#### [GOAL OF THE EXERCISE]
Give the lines below again, exactly as they stand, and leave out the images.

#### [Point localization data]
========================================

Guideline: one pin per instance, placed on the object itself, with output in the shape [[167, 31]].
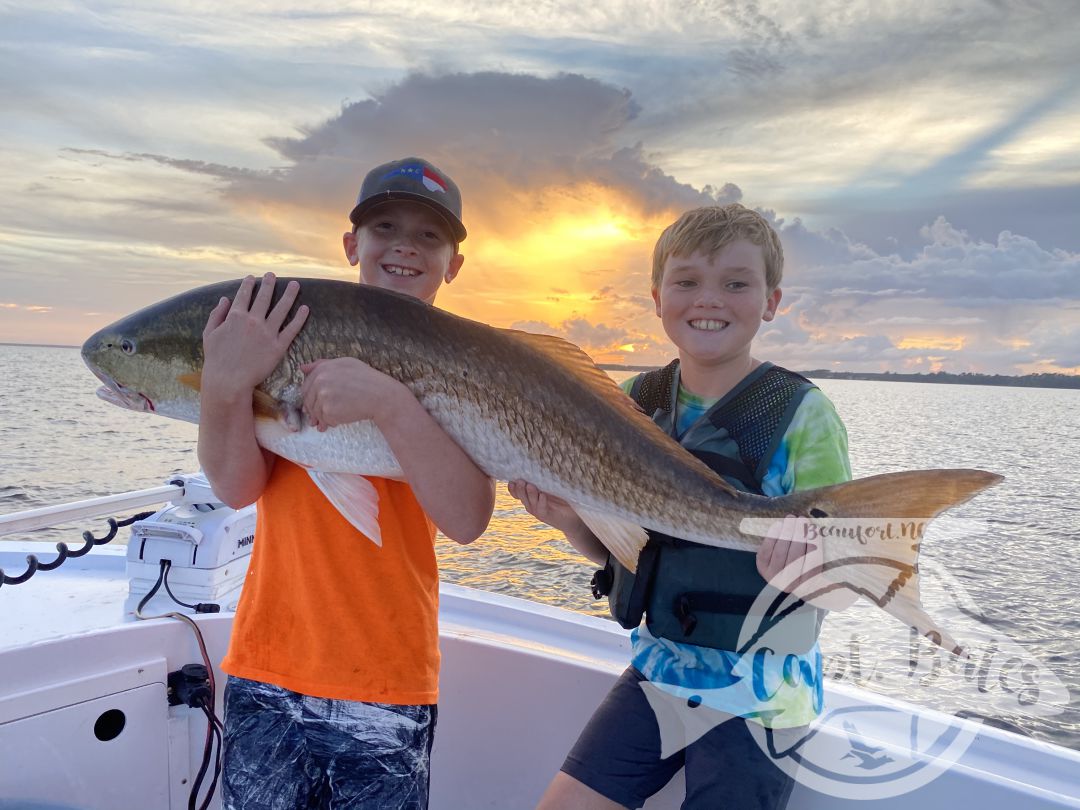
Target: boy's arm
[[456, 494], [243, 342]]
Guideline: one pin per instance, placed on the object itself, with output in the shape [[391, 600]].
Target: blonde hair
[[711, 228]]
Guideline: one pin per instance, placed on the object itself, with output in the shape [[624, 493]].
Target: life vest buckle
[[686, 618], [602, 581]]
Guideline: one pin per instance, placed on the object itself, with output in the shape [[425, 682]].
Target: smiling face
[[713, 306], [404, 246]]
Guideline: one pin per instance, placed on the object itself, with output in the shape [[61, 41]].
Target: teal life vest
[[700, 594]]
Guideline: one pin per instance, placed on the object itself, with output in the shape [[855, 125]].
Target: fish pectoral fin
[[266, 406], [354, 497], [622, 538]]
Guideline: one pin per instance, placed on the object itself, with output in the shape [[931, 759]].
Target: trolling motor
[[196, 547]]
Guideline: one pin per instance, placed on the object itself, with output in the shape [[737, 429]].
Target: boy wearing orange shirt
[[334, 658]]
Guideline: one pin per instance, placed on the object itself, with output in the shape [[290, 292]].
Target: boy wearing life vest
[[334, 657], [716, 274]]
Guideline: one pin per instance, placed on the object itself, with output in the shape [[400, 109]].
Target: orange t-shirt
[[325, 611]]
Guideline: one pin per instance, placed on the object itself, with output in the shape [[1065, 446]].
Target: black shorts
[[619, 756]]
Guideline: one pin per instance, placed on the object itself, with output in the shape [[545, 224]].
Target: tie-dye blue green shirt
[[812, 453]]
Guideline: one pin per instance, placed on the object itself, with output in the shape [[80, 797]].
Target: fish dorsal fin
[[265, 406], [571, 359], [622, 538], [578, 363], [354, 497]]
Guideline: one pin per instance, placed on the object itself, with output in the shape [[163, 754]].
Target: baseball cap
[[416, 179]]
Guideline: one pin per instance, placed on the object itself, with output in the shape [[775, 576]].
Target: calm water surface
[[1006, 580]]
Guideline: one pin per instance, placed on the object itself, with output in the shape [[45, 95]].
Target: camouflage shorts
[[289, 751]]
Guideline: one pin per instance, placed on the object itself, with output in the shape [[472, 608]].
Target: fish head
[[151, 361]]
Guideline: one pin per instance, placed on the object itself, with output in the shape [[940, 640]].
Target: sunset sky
[[921, 161]]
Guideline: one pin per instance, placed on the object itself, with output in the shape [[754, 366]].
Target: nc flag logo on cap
[[417, 172]]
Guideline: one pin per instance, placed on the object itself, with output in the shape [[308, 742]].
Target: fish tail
[[872, 531]]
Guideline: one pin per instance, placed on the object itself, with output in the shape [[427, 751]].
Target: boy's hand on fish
[[795, 566], [348, 390], [245, 339], [547, 508]]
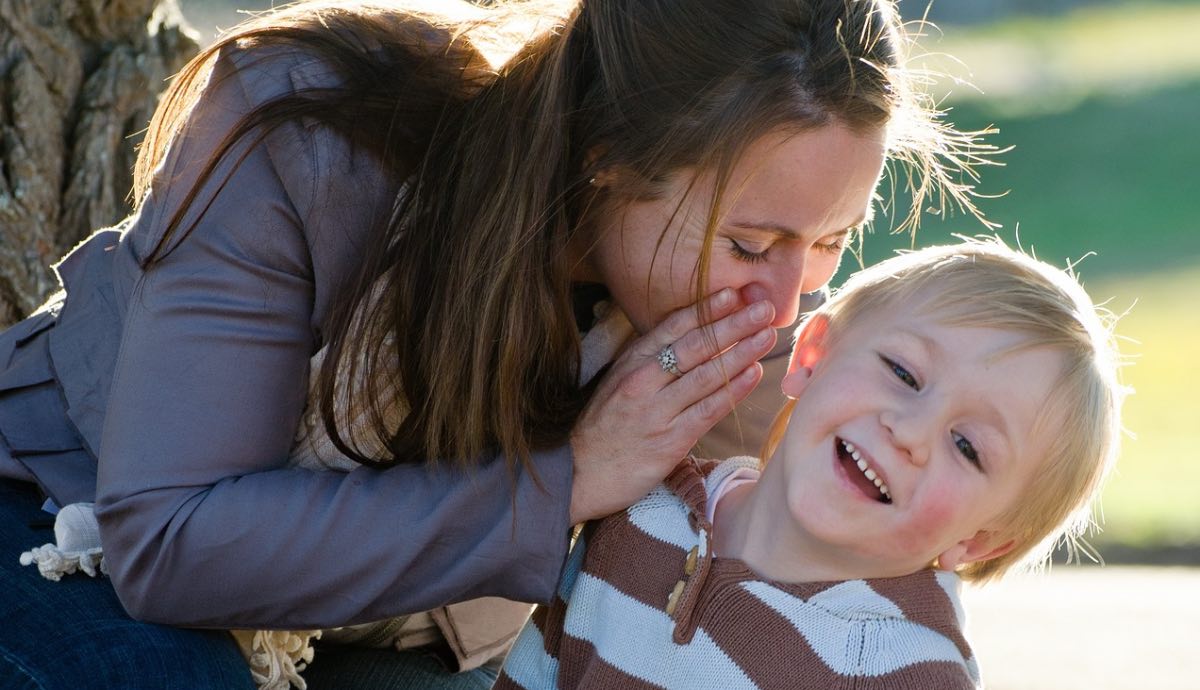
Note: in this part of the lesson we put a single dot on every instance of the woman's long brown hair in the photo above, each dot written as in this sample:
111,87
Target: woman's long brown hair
465,301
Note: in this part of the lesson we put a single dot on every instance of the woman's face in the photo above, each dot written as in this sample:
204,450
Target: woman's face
787,213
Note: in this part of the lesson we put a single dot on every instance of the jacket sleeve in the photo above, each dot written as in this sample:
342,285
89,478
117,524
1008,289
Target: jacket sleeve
203,523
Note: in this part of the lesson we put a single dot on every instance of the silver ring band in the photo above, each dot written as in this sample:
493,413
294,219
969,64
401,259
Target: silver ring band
669,363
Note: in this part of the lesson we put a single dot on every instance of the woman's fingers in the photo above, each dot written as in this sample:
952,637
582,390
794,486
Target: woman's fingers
719,384
642,419
705,342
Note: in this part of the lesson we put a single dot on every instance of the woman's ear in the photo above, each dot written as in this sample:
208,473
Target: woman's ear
809,349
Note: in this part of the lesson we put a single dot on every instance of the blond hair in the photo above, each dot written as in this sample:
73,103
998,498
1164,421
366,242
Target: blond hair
982,282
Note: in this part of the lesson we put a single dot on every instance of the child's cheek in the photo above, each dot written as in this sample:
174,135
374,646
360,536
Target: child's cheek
930,526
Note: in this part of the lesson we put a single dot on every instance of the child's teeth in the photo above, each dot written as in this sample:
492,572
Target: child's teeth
867,469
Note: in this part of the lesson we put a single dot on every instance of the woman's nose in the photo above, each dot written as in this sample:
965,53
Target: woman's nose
783,288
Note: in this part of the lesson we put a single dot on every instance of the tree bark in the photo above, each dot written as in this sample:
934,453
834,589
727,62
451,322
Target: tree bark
78,83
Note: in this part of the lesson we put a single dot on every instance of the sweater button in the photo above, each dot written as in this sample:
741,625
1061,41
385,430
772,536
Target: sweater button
673,600
689,567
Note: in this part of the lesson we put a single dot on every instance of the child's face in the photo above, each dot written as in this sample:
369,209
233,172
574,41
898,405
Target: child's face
942,415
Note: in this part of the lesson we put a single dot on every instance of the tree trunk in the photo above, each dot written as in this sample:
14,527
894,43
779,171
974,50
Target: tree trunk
78,84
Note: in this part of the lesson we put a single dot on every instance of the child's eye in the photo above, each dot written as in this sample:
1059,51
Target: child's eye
744,255
901,373
967,449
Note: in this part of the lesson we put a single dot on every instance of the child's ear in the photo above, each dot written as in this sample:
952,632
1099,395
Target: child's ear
979,547
805,354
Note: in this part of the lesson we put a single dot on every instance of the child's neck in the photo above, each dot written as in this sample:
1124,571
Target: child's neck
750,525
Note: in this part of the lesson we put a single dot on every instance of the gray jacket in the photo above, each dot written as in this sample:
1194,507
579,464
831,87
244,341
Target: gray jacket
187,378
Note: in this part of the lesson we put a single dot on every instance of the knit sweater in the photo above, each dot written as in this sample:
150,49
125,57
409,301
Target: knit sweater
643,603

========================================

#### [WRITTEN ANSWER]
Guideline: one pin per instance, placed on the object itself, with output in the shape [[167, 31]].
Target: boy's arm
[[456, 494], [243, 342]]
Guideline: one pin per instance, placed on the object itself, with output in the shape [[391, 600]].
Target: blonde hair
[[711, 228]]
Guideline: one pin per instance, placed on the object itself, with output in the shape [[624, 493]].
Target: life vest buckle
[[686, 618], [602, 581]]
Guideline: one pin per instance, placed on the object itself, with output in the shape [[425, 682]].
Target: smiling face
[[713, 306], [404, 246]]
Guideline: one pin per instance, placed on the object itself, with output in the shape [[61, 41]].
Target: teal life vest
[[700, 594]]
Guideline: one pin per instance, placed on the object itself, with output in the shape [[855, 125]].
Target: fish pectoral fin
[[266, 406], [354, 497], [622, 538]]
Guideline: one pin per instance, placed on the object itself, with output in the shape [[931, 759]].
Target: trolling motor
[[196, 547]]
Guideline: one pin per instance, placed on the object itself, with output in the shape [[737, 429]].
Target: boy wearing orange shirt
[[334, 658]]
Guideline: one pin per instance, placed on the object itself, with output in the shape [[290, 292]].
Target: boy wearing life vest
[[334, 657], [716, 274]]
Guideline: one pin per instance, placed on the object itself, with output in the shape [[400, 109]].
Target: orange t-shirt
[[325, 611]]
Guideline: one pin per instance, placed on the object itself, with output in the shape [[1065, 446]].
Target: black shorts
[[619, 756]]
Guideline: one pin per instance, placed on the object itself, with output in the shape [[545, 224]].
Target: tie-dye blue green shirt
[[812, 453]]
Guideline: one pin per instance, placed on the object itself, with output in the shape [[80, 797]].
Target: fish dorsal fin
[[265, 406], [571, 359], [622, 538], [578, 363], [354, 497]]
Guideline: one pin per instance, placed on the object itself, with output in the shape [[163, 754]].
Target: baseball cap
[[416, 179]]
Guideline: one pin per instance, placed on the object itself, with output in the shape [[775, 576]].
Target: calm water surface
[[1006, 580]]
Guideline: one pin per instance, placed on the object itself, with output in the shape [[45, 95]].
Target: camouflage shorts
[[289, 751]]
Guideline: one pin per instance, placed on the object itself, with output in the shape [[472, 608]].
Target: fish head
[[151, 361]]
Guideline: one pin per instance, placed on the object itself, with output in the shape [[940, 640]].
Target: sunset sky
[[921, 161]]
Guideline: one pin per instance, placed on the object itself, with output in the shape [[754, 366]].
Target: nc flag logo on cap
[[417, 172]]
Guideline: one pin per instance, placed on the object itself, with output in the shape [[308, 742]].
Target: fish tail
[[872, 531]]
Guideline: one pin per instance, placed on the object itself, with output in the shape [[427, 751]].
Target: boy's hand on fish
[[795, 566], [348, 390], [245, 339], [547, 508]]
Note: in this part of the lesson we put a single dot on every instance of the woman's long brown hair in the photo above, each dot written as in this sample:
111,87
Target: woman's long brown hair
465,301
Note: in this part of the lesson we put a single dot on every instance of the woman's face in the photo above, each dot written as in this sample:
204,450
Target: woman's face
787,213
Note: in this part of the lesson we put a single dot on every instance of the jacket sleeve in the photo above, each dot written as in this sample:
342,285
89,478
117,524
1008,289
Target: jacket sleeve
203,523
Note: in this part of the lesson we put a single dot on every instance of the silver ring band in the photo above, each dot written as in this sample:
493,413
294,219
969,64
401,259
Target: silver ring band
669,363
Note: in this part of the lesson we put a single dot on every instance of the woman's fingers in the photo above, each dot written as in this sample:
952,637
582,390
794,486
Target: woman's fingers
719,384
642,419
705,342
Note: in this part of the lesson we put a single dot on every instance of the woman's ear in the photo above, each dot written as in this sample:
208,473
Target: woman's ear
809,349
Note: in this part of the lesson we put a single dot on every instance of the blond hair in the photo above, each dot written as in this sample:
73,103
998,498
1164,421
366,242
Target: blond hair
982,282
Note: in this part of the lesson we put a single dot on every instance of the child's cheek in the photo above, each dot written as in this sample:
174,135
374,646
360,536
Target: child's cheek
930,526
Note: in this part of the lesson we put a single dot on every instance of the child's teeth in the photo above, each dot written as in this sample:
492,572
Target: child's teeth
867,469
Note: in this part of the lesson we put a single dot on every instance of the woman's nose in the photo above, each dot written as in this sample:
965,53
Target: woman's nose
783,288
Note: in this part of the lesson we put a single dot on every instance of the tree bark in the photo above, each dot written as in this sample:
934,453
834,589
727,62
451,322
Target: tree bark
78,83
Note: in this part of the lesson we put a single dot on every instance of the sweater button in the photo above, each dot written as in this sample:
741,625
1061,41
385,430
772,536
Target: sweater button
673,600
689,567
Note: in this part of the lesson we put a single dot on every instance of the child's face in the photo above, each dot written as in this sample:
369,209
233,172
574,41
898,405
Target: child's face
942,415
Note: in this part of the lesson we put a single dot on every instance of the tree trunk in the photo above, each dot written as in this sample:
14,527
894,43
779,171
974,50
Target: tree trunk
78,84
Note: in this part of the lesson we put a single dot on every instance of the child's eye in the photo above, each dot written as in this sample:
1059,51
Target: child's eye
744,255
901,373
967,449
Note: in this part of the lesson we put a single dot on every instance of the child's ear in the photo above, each dot written as in this sample:
952,632
1099,395
Target: child's ear
979,547
805,354
Note: in this part of the lesson we put a single dot on every instance of the child's neck in the photo above, each dot written as in this sample:
1124,571
Target: child's neck
750,525
Note: in this part of the lesson we put a single dot on every instance of the gray jacket in the photo above, each dot written as in this sample:
1194,507
579,464
831,87
244,341
Target: gray jacket
187,378
Note: in this part of the lesson we put a single dot on every instance of the knit sweater in the photo above, each dot written as in this sample:
150,49
125,57
409,301
Target: knit sweater
643,603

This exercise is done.